STATED EXERCISE 1
Answer these from the forum excerpt on Bell nonlocality and "conservation of difficulty":
(a) Bell nonlocality is essentially a property of what?
(b) What can the Hilbert space of free QFT be reduced to?
(c) What does the poster later defend as an illustration of how "conservation of difficulty" works in practice?
STATED EXERCISE 2
Carry on the forum excerpt on Bell nonlocality and "conservation of difficulty" from its last sentence.

Both demonstrate that nonlocality associated with entanglement is ubiquitous.

Another important point! Bell nonlocality is essentially a property of free entangled particles, interactions between particles are not essential at all. On the other hand, free QFT is understood completely and rigorously. The Hilbert space of free QFT can be reduced to the direct sum of Hilbert spaces with fixed numbers of particles. So there is really no problem to understand Bell nonlocality in QFT rigorously.
 
  • #18
Seeing this discussion between A. Neumaier and Demystifier about the necessity of infinite Hilbert spaces and real numbers is fascinating for me. It seems to confirm an observation I recently suggested as a possible explanation for the different prevalences of Mathematical fictionalism vs. physical fictionalism:
Like many other mathematicians, I believe in a principle of 'conservation of difficulty'. This allows me to believe that mathematics stays useful, even if it would be fictional. I believe that often the main difficulties of a real world problem will still be present in a fictional mathematical model.
...
From my experience with physicists (...), their trust in 'conservation of difficulty' is often less pronounced. As a consequence, physical fictionalism has a hard time
A. Neumaier's explanations why infinite Hilbert spaces are relevant in practice exhibit the places where the 'conservation of difficulty' actually shows up. But they fail to convince Demystifier, because he does not even acknowledge the relevance of 'conservation of difficulty' to the question of whether infinite Hilbert spaces are necessary or not. (In that same answer, I later defend Bohmian mechanics as an illustration of how 'conservation of difficulty' works in practice. Would be interesting to see whether Demystifier accepts the relevance of 'conservation of difficulty' for that example.)

DATA EXCERPT
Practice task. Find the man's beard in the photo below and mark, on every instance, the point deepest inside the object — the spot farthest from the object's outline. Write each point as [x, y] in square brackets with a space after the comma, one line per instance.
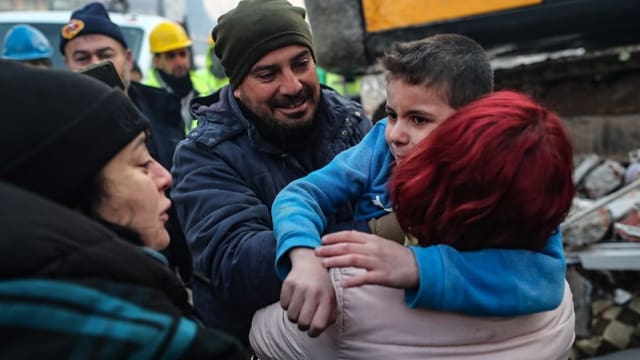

EXERCISE ANSWER 1
(a) Free entangled particles.
(b) The direct sum of Hilbert spaces with fixed numbers of particles.
(c) Bohmian mechanics.

EXERCISE ANSWER 2
And it is not as if A. Neumaier would try to defend a non-standard position here, like defending the necessity of nonseparable Hilbert spaces. Even in "Foundations of quantum physics III. Measurement," he only explained where nonseparable Hilbert spaces can arise, but didn't try to defend their necessity for doing practical physical calculations:
The exact state of the interacting system is now a complicated state in a renormalized quantum field Hilbert space^* that no one so far was able to characterize; it is only known (Haag’s theorem) that it cannot be the asymptotic Fock space describing the noninteracting particles.

^* Because of superselection sectors, this Hilbert space is generally nonseparable, a direct sum of the Hilbert spaces corresponding to the different superselection sectors.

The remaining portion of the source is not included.